Available data:
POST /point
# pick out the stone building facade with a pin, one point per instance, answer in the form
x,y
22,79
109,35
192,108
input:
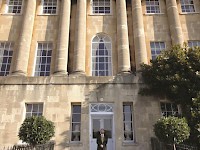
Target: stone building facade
x,y
77,62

Task to carry out: Check every line of the data above for the string "point", and copy those that have it.

Exercise response:
POST /point
# pick out the stone building facade with a pin, one point per instance, answer in the form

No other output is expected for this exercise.